_WORK INSTRUCTIONS_:
1. Answer these questions about the passage on crooked photographs:
(a) What does the writer say the first macro quiz photo could be mistaken for at first glance?
(b) Which camera model does the writer use?
(c) What two features in the sandpiper photo show the tilt?
2. Continue the passage on crooked photographs from its final sentence, keeping its first-person voice.

_GIVEN PASSAGE_:
§ §

With my entry into the macro world, I thought I’d start a new blog category…macro quizzes!  Challenge number 1…what is this a photo of?  At first glance to me, it could be siding on a house, but….we’re talking macro!  Think small!

Walking around in a crooked world

Crooked Sandpiper - Rotated Photo

Crooked Upland Sandpiper photo, rotated clockwise like most of my original shots.

I’m broken.  I’m talking a serious medical condition. That’s the only logical explanation.  Somewhere in the last 47 years, my internal gyroscope has broken, and I’m walking around crooked.  Or perhaps it’s just my head that’s walking around crooked.

The evidence? My photography.  I hate tripods with a passion, so pretty much every shot you see by me is taken by hand-holding my camera.  My Canon 70D does have a little sensor that can tell whether the image your framing is level.  There’s a little icon that shows up on the bottom when you look through the viewscreen, that shows whether you’re level, and what direction the camera may be tilted.  The problem is that in bird photography, it’s usually pretty fast action, and I rarely have time to pay much attention to whether the camera is level or not.

When I download my photos and start to process them, it’s obvious that I’m crooked, because most of my photos have a slight clock-wise rotation to them.  You can tell from this photo, where you have a tilted horizon and fence post, when both should be straight.

§ §

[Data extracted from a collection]
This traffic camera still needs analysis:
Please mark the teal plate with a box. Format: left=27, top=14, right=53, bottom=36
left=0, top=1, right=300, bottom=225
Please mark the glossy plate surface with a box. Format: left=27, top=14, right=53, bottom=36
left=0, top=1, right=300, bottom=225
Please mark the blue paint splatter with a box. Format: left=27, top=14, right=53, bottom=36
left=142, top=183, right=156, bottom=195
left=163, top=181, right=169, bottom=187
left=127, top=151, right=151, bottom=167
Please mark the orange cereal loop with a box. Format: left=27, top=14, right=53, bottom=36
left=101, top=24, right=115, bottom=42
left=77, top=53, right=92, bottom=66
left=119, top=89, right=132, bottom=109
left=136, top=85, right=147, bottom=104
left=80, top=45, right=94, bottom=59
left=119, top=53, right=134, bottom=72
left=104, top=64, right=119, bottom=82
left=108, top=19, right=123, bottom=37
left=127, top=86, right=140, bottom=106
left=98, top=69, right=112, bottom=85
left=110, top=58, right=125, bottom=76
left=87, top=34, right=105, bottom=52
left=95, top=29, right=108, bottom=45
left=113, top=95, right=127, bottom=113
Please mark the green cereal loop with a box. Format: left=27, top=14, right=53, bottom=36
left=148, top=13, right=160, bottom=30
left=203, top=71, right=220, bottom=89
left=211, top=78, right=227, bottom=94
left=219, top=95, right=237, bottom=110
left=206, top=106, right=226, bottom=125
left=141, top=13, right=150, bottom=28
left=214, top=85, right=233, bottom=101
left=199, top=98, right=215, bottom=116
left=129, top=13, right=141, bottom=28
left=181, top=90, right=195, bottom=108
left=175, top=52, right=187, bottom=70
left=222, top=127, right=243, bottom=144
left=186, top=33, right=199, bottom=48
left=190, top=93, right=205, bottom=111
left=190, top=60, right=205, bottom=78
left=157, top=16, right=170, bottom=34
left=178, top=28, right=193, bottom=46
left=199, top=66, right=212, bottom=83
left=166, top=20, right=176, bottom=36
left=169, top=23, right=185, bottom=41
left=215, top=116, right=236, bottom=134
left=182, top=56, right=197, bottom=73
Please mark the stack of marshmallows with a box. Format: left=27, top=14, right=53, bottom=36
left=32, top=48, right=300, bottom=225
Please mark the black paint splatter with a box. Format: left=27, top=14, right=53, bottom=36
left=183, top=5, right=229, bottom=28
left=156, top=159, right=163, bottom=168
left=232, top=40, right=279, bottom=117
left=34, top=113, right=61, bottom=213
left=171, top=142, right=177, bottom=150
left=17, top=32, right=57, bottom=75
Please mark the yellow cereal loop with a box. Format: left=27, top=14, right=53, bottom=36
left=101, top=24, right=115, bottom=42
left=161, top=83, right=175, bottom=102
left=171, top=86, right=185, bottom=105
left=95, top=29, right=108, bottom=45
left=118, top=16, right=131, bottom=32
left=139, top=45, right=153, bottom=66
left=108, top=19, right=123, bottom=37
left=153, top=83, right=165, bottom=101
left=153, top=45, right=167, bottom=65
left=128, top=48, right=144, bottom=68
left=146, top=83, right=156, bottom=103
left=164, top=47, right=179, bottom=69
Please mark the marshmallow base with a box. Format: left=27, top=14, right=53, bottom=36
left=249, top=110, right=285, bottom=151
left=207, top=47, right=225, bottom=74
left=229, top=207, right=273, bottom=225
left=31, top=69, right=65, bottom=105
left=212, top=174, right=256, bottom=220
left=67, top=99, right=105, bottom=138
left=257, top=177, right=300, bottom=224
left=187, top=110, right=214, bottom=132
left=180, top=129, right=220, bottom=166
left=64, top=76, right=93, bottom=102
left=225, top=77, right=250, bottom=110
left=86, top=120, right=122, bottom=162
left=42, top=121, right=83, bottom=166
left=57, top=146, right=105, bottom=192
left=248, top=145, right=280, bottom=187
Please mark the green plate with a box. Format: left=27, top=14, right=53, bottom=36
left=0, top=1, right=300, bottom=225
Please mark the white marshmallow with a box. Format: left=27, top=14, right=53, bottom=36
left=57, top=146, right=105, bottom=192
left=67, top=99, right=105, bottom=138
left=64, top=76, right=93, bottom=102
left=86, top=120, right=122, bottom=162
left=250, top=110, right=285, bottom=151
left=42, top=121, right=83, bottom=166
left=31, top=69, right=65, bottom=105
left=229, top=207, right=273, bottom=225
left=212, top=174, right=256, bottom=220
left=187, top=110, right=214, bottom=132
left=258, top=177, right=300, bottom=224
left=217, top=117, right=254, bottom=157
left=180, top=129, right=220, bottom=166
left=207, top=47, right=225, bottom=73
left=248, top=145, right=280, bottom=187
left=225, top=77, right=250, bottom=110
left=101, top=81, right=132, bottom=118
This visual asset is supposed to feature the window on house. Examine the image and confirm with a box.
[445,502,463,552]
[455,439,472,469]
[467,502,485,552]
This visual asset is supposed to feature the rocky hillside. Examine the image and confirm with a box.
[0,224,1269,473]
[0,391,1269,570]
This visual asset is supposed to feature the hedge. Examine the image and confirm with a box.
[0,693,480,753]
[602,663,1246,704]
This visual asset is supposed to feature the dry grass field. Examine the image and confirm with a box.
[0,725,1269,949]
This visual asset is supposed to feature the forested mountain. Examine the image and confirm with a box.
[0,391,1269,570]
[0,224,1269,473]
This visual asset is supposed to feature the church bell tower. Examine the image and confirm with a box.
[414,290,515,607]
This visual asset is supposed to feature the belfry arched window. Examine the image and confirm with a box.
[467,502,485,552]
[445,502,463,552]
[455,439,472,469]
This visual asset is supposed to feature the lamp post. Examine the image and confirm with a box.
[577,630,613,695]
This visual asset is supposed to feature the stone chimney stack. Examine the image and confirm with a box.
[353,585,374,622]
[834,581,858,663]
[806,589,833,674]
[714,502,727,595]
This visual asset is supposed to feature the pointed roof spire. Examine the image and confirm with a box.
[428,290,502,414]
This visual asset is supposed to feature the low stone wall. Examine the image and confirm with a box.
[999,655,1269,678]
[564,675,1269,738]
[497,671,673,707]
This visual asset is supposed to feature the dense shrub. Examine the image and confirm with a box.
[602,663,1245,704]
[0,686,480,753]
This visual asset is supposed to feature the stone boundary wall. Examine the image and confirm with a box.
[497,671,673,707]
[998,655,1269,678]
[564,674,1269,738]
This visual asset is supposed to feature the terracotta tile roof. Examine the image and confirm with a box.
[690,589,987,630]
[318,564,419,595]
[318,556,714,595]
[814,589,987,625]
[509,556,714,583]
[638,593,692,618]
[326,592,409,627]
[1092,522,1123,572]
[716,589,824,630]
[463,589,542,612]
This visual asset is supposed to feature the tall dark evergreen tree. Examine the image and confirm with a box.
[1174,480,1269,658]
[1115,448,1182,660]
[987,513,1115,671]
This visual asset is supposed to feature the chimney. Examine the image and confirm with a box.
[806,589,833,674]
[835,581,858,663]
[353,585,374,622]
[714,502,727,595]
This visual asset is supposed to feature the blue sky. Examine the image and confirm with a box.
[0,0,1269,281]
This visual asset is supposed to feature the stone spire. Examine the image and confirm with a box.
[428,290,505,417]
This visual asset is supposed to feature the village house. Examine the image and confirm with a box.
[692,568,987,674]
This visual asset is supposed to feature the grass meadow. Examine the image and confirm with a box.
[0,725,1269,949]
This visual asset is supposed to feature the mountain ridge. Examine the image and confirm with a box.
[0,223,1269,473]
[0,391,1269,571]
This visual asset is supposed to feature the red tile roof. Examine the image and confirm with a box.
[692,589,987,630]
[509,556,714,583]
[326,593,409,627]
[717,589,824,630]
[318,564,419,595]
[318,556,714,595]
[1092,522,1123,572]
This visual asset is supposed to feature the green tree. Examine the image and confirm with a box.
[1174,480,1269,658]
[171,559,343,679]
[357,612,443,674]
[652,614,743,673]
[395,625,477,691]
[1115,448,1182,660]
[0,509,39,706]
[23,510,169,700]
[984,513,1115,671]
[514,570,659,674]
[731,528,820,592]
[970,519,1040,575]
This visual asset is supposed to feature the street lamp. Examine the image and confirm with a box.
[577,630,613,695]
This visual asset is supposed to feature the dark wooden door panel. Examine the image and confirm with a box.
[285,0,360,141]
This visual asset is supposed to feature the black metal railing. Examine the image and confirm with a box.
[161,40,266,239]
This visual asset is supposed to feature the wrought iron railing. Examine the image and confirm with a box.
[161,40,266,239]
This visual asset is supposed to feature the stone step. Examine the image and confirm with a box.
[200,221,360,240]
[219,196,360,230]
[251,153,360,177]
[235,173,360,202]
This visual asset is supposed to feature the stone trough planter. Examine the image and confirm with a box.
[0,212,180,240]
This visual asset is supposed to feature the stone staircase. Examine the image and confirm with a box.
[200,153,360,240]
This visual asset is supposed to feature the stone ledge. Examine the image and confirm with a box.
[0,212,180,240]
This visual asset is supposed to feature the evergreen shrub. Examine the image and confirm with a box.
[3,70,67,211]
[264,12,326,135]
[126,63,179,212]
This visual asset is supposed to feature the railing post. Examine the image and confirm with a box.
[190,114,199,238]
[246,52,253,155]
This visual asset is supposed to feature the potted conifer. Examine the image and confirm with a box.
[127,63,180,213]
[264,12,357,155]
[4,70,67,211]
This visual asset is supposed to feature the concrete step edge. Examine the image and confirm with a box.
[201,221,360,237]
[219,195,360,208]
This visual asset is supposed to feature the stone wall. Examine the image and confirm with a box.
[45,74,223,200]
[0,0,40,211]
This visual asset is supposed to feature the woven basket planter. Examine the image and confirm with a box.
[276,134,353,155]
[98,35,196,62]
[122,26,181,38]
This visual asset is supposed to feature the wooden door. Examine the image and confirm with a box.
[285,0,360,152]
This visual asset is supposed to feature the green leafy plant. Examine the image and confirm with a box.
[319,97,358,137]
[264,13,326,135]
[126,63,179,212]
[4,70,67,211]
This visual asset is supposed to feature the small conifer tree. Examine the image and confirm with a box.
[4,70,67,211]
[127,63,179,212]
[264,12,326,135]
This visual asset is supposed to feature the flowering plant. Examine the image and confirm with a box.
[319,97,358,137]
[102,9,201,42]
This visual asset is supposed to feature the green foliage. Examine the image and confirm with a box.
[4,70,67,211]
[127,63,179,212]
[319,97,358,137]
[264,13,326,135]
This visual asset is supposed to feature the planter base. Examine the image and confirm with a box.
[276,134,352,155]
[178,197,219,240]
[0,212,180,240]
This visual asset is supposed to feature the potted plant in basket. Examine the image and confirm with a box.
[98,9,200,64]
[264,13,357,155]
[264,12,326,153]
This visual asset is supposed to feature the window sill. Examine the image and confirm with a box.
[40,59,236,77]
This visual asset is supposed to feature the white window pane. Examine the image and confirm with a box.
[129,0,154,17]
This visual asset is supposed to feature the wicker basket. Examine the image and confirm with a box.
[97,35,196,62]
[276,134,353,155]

§ §

_ANSWER LIST_:
1.
(a) Siding on a house.
(b) A Canon 70D.
(c) A tilted horizon and a fence post.

2.
It’s no big deal from a photography standpoint, as I can simply rotate my photos a smidge once I start processing them.  What I’m really worried about is whether my crookedness is hereditary.  What if my poor son inherits my crooked gene?  Will this automatically disqualify him from many careers?  It’s hard to be an architect if you’re always crooked.  I don’t think I’d want a crooked surgeon operating on me…god knows what he/she may accidentally do.  I can only pray he chooses a career such as photography, where your inherent crookedness can be digitally fixed.

New – Major update to Bird Photography Tips pages

I admit I had been letting some pages on my main website languish for far too long.  I always upload new photos when I get them, and I’ve slowly been completing species account pages for every species seen in North America (over 820 done, “only” ~130 to go!).  Some of my other content has been static for, well…too long. One of the sections that desperately needed an update was a page I had on Bird Photography.  The page was meant to provide tips for taking photos of birds.

How long had it been since I updated that page?  Well, one section of the Bird Photography tips page discussed the advantages and disadvantages of using film vs. using digital cameras!  Yeah, it was time to update that section of the website.  I’ve extensively modified the material that was on the old page, and have added a lot of new material as well. The new Bird Photography pages can be accessed here.  The content is now broken into three sections:

  • Equipment Advice – This section provides advice on the necessary equipment to shoot photos of birds, including camera bodies, lenses, flash, tripods, etc.
  • Shooting Birds – This section provides advice on how to get close enough to birds in order to take photos, and also tips on camera settings that ensure you’ll be prepared to get the shot.
  • Photo Stories – Experience is the best teacher. This section provides stories of how individual photos were achieved, including how I got close enough to the bird, and how I used my tools to get the shot.

I hope the vast improvement in this section is useful for those just starting out in bird photography!  When I first started I was feeling my own way around and it took a while to become proficient.  I hope this information shortens the learning cycle for new photographers!!!